* [Input]:
<<<<
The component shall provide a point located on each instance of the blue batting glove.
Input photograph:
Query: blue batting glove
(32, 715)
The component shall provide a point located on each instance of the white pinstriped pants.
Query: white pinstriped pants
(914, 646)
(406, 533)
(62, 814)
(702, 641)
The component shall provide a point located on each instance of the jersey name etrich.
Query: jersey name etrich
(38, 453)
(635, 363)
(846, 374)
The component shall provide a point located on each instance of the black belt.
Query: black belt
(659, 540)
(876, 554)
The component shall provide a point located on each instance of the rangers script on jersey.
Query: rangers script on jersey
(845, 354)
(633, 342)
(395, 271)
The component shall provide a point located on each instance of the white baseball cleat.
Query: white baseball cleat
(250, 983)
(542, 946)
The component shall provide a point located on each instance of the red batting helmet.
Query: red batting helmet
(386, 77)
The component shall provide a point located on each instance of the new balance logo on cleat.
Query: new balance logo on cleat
>>>>
The line containing "white pinstriped pants." begins the span, and the last line of the records above ends it. Return that span exactly, and nothing outside it.

* [Your solution]:
The component shall provide a point located on each instance of the white pinstriped pants.
Query: white pinstriped pants
(914, 646)
(406, 533)
(62, 814)
(702, 641)
The component shall provide a point located on each instance of the jersey name etrich.
Query: jersey name etrich
(38, 453)
(635, 363)
(846, 374)
The component shall provide a point located on each instance of the black belt.
Query: black belt
(659, 540)
(876, 554)
The component shall provide a point located on each instance of the rangers script on jersey.
Query: rangers script on jersey
(845, 354)
(633, 342)
(395, 271)
The component shall provide a point located on each instance of the white baseball cleat.
Query: white baseball cleat
(250, 983)
(542, 946)
The component shall provide a point located on each instance of the red batting helmet.
Query: red batting helmet
(386, 77)
The component shall provide a point located on each instance of the new balance logo on cleat.
Query: new balance logo on cleat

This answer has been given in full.